▶ **TASKS TO PERFORM**:
1. List the films that the article on Steven Soderbergh names as his run of films between 1998 and 2002.
2. Reproduce the part of the Soderbergh article that runs from "Sex lies and videotape (1989): Writer, Director, Editor" up to and including "art house cinema.".

▶ **TEXT UNDER STUDY**:
====

Writer, director, cinematographer, editor, producer (lets gloss over his actor credits); since Sex Lies and Videotape was released in 1989 Steven Soderbergh has been making interesting films that are quietly celebrated. I say quietly because for some reason Soderbergh never seems to feature in people’s favourite lists in the way that say Scott, Tarantino, Coppola or Scorsese do. Perhaps his ability to straddle indie, art-house and commercial has something to do with it? Perhaps it is his constant switching between genres? (Some more successfully than others.) And yet between 1998 and 2002 with Out of Sight, The Limey, Traffic, Erin Brokovich, Ocean’s Eleven and Solaris I believe he had a run of perfect films – and even if you disagree with me in regards to their perfection you may be able to agree that it was a bloody good run of films that spanned genre’s as diverse as revenge thriller, drug trafficking drama, true life biopic, Heist and sci-fi.
We at Mostly Film believe it is time to shout a little about Soderbergh. Later this year he returns to cinema screens with Logan Lucky, after a partially self-imposed break/retirement/sabbatical since 2013 when he made “Behind the Candelabra” as a TV movie (he claims studio’s wouldn’t stump up the budget because it was too gay), aside, that is, from his work on TV series ‘The Knick’. From the trailer Logan Lucky looks like an early Cohen Brother’s comedy and reunites the Director with Channing Tatum, who starred in his last commercial success Magic Mike. Sadly we haven’t seen it yet, so we thought we would look back and pick out 5 Soderbergh movies that we think are worthy of your viewing time and encourage you all to watch or rewatch his films and celebrate one of the more understated talents working in film and TV today.
Sex lies and videotape (1989): Writer, Director, Editor
by theTramp
Sex Lies and Videotape (SLVT) was Soderbergh’s first film released in 1989. I was 13 at the time and have no memory of the impact that it had on release, but as it won a Palme d’Or at Cannes it was clearly more impactful than the low budget relationship drama ever expected it might be. By the time I saw it, in my late teens at university, it was teetering on the edge of cult (which I would argue is where it remains), a rare beast, the romantic film that men and women watched; well men and women who liked art house cinema.
SLVT had a profound effect on me. After years of being fed films where the women had little more to do than define the men around them, and in the romantic films of the time (mid 90s) the women were almost always unreal and regardless of age defined by their need for romance; without a man they were nothing. I won’t claim to not enjoying those films, I did and I do, but they were never more than fairy tales and SLVT was anything but.
IMDB describes SLVT as being about a “sexually repressed woman whose husband is having an affair with her sister. The arrival of a stranger with a rather unusual fetish changes everything.” Perhaps, but the only characters who are sexually dysfunctional in this film are the men; and that is one of the reasons that it is and was so refreshing. The two males in the film – James Spader as Graham Dalton and Peter Gallagher as John Mullany – are defined by sex; John through his desire to always have it and Graham through his apparently inability to and both by their constant obsession with it. Both men spend most of their time in the film discussing sex (indeed even the male therapist wishes to speak about sex).

====

(Items from a data source)

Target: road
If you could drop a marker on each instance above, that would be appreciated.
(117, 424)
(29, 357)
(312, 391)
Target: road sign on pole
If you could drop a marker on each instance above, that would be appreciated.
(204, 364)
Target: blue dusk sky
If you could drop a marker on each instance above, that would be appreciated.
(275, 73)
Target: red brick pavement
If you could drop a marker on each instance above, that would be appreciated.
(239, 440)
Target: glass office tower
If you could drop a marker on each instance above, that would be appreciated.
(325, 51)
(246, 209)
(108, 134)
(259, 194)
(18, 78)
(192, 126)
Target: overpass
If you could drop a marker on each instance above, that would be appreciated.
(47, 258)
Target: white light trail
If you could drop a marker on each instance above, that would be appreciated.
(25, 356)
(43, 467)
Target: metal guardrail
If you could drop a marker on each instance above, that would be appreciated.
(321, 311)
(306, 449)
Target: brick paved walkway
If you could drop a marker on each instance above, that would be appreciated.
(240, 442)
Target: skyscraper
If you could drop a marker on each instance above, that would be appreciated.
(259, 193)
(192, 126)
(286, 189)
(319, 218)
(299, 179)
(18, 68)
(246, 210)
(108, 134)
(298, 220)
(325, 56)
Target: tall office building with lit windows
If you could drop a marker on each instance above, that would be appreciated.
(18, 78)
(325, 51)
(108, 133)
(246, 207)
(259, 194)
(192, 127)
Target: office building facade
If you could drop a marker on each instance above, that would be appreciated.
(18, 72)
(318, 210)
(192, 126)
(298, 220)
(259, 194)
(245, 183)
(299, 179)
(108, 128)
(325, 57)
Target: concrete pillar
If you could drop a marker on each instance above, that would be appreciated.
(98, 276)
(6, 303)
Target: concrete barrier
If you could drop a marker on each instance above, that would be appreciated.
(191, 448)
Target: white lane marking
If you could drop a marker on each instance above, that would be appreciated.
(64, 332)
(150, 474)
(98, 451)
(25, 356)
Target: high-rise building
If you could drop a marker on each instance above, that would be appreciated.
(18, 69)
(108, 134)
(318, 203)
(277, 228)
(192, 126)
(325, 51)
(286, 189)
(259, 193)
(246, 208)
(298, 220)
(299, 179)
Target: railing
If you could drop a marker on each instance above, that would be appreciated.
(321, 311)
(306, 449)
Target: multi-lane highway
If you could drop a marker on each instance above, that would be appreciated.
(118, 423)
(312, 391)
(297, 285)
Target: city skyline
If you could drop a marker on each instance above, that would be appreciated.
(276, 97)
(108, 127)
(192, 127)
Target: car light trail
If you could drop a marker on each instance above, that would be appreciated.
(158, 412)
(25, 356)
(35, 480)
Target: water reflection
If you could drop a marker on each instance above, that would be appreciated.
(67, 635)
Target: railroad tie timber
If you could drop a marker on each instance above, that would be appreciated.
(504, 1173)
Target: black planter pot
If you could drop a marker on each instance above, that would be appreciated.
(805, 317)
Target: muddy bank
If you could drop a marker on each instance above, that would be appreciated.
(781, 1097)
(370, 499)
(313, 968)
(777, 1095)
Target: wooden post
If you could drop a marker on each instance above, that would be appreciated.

====

▶ **RESPONSES PER TASK**:
1. Out of Sight, The Limey, Traffic, Erin Brokovich, Ocean's Eleven, Solaris

2.
Sex lies and videotape (1989): Writer, Director, Editor
by theTramp
Sex Lies and Videotape (SLVT) was Soderbergh’s first film released in 1989. I was 13 at the time and have no memory of the impact that it had on release, but as it won a Palme d’Or at Cannes it was clearly more impactful than the low budget relationship drama ever expected it might be. By the time I saw it, in my late teens at university, it was teetering on the edge of cult (which I would argue is where it remains), a rare beast, the romantic film that men and women watched; well men and women who liked art house cinema.